======== EXCERPT PROVIDED

Posts Tagged ‘Dermaptera’
Image of Labidura riparia by Fabian Haas.
Dermaptera: Labiduridae: Labidura riparia (Pallas, 1773)
(written by Jessica Houle)
Labidura riparia (Pallas, 1773) is a species of earwig (Order: Dermaptera, Family: Labiduridae), first described by Peter Simon Pallas as Forficula riparia 1. Its common names are the giant earwig, striped earwig, or tawny earwig, and it can be found throughout Europe and the southeastern US: Florida, Arizona, California, and Texas. It is an introduced species in the US that lives in debris near aquatic environments like ponds, streams, and shorelines, as well as in agricultural fields (2, 3). It is light brown in color and if disturbed, it can release a strong odor which nauseates most people (3).
Like other earwigs, L. riparia undergoes gradual metamorphosis. The adult earwigs have highly reduced fore wings called tegmina that cover folded hind wings (4). They also have forceps-like cerci on the abdomen which can be used by males to fight each other or attract females, as well as serve as defense weapons (5).
It is typical to see parental care in Dermaptera. After spending winter together in the soil, the male and female build a brood chamber. Once the female has mated and laid her eggs, she usually kicks the male out of the nest. She then protects the eggs from predation, desiccation, and mold by watching over, turning, and cleaning them. As seen in several other species of earwigs, the mothers of L. riparia stay with the nymphs through several instars, providing food to the offspring (4).

================

#### DIRECTIONS
• a. According to the earwig post, what can Labidura riparia do if disturbed?
• b. Which US states does the earwig post name as places where Labidura riparia can be found?

======== INFORMATION SUPPLIED

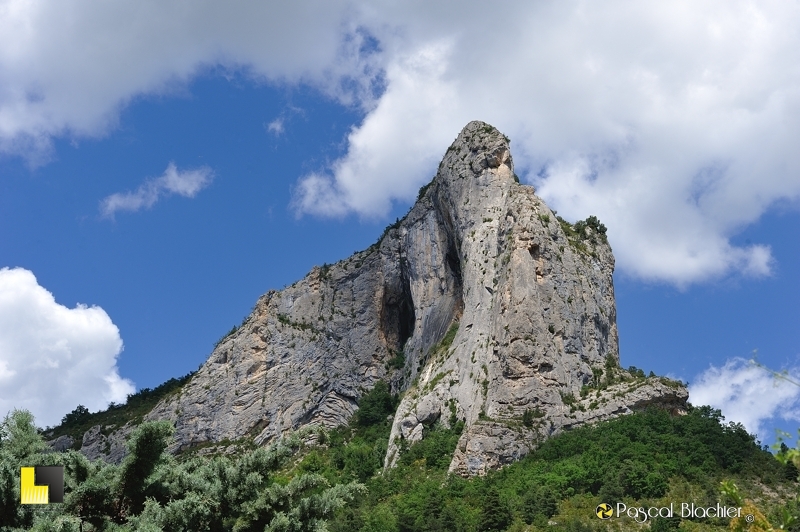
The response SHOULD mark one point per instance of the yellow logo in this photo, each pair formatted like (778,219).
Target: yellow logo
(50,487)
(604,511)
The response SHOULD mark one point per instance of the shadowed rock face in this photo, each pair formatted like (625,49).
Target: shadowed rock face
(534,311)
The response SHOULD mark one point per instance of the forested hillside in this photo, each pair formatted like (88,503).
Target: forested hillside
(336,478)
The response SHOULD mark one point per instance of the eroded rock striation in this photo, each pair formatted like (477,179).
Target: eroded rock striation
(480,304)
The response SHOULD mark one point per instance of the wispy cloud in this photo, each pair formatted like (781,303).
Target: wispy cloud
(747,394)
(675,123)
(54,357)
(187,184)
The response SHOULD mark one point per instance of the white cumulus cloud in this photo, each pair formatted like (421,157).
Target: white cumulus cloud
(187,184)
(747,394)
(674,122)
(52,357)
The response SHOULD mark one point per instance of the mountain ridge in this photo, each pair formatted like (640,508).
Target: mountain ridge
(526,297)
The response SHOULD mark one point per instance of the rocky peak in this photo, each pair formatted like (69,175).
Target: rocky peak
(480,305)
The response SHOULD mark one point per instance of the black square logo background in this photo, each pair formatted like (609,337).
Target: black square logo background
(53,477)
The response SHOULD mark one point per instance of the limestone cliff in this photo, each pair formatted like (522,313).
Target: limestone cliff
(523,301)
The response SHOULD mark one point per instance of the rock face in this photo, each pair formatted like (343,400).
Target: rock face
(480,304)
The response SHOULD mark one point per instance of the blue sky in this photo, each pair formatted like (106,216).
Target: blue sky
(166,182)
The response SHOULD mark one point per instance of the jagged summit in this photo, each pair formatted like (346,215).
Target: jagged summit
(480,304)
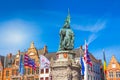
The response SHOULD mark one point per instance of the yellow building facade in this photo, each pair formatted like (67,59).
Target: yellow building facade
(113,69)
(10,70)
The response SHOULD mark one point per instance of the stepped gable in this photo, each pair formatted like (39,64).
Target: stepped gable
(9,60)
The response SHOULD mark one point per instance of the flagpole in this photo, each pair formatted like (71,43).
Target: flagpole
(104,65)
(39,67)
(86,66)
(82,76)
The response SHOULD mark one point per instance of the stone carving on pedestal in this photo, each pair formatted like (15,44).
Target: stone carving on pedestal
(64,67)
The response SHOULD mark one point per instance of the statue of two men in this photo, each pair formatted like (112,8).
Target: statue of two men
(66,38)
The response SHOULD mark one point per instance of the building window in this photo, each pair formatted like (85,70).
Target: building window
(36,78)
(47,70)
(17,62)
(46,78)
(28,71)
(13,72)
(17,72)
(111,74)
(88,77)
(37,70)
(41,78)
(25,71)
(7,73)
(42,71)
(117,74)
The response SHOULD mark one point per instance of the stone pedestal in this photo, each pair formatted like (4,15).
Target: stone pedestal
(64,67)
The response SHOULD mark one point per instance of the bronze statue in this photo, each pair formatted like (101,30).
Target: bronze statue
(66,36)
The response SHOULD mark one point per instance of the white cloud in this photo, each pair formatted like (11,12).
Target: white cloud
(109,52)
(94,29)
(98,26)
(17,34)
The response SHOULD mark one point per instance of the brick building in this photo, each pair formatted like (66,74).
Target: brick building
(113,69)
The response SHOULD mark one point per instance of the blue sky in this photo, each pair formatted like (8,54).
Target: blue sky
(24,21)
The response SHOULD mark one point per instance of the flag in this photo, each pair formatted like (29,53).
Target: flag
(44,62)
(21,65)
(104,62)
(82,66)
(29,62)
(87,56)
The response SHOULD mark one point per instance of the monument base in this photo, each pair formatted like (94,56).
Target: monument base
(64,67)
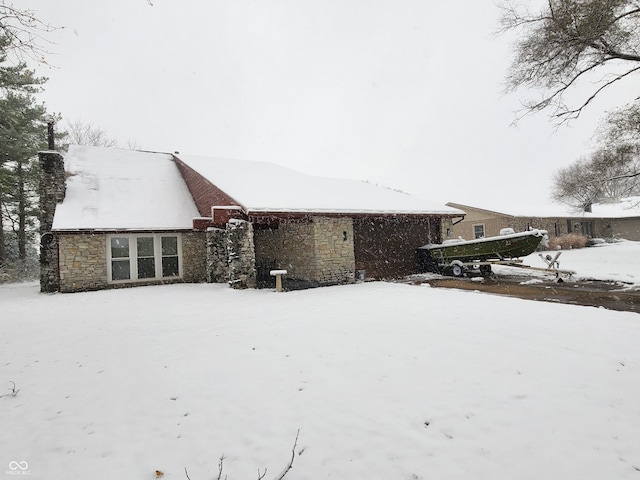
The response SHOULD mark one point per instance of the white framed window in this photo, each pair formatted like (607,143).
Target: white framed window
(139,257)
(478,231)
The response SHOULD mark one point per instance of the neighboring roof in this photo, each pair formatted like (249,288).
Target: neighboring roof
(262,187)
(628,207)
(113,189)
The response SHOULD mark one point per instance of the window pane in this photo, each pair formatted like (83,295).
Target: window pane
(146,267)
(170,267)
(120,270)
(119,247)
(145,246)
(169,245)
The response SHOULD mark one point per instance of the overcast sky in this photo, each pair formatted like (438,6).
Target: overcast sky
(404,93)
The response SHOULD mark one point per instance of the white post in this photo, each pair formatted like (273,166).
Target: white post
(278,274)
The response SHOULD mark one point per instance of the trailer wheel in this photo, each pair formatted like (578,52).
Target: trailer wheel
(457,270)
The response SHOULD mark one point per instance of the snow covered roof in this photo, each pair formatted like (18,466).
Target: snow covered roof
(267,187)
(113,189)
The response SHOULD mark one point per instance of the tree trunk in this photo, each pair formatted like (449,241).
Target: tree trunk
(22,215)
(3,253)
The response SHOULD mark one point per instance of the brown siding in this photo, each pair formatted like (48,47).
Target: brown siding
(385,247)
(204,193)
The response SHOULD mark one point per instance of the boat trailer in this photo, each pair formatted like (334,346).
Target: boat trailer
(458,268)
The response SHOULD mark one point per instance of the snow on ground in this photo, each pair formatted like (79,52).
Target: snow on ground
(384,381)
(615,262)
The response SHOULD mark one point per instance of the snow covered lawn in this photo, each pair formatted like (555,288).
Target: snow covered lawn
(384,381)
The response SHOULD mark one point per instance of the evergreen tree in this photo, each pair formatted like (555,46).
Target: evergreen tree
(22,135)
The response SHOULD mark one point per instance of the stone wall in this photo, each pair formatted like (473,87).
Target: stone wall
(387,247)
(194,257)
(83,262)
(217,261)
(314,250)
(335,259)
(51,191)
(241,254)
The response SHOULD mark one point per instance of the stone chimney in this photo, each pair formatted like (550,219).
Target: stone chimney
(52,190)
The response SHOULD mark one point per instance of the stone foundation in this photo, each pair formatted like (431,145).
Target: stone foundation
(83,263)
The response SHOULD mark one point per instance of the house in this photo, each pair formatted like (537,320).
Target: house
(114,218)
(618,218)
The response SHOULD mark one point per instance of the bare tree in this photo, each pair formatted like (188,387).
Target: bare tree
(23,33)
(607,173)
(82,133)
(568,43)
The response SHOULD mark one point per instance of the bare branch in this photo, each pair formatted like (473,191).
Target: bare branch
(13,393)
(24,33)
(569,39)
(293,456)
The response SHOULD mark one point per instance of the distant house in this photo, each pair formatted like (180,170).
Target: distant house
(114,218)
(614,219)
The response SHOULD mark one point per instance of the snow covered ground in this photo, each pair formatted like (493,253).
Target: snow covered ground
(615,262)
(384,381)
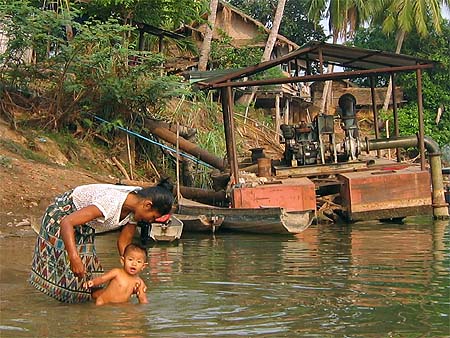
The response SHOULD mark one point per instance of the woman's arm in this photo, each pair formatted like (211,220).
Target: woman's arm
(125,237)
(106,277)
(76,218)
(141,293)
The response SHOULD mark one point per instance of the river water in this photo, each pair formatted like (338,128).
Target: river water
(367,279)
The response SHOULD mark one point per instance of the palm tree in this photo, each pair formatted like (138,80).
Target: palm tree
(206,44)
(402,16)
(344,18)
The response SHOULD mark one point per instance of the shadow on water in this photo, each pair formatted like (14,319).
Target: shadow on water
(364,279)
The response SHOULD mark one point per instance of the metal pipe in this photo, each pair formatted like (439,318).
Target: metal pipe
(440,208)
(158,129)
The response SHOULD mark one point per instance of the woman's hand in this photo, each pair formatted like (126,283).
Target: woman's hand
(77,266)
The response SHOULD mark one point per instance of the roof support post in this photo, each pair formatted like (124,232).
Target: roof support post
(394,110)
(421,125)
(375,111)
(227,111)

================

#### TASK SOLUTIONS
• a. It can release a strong odor that nauseates most people.

• b. Florida, Arizona, California, Texas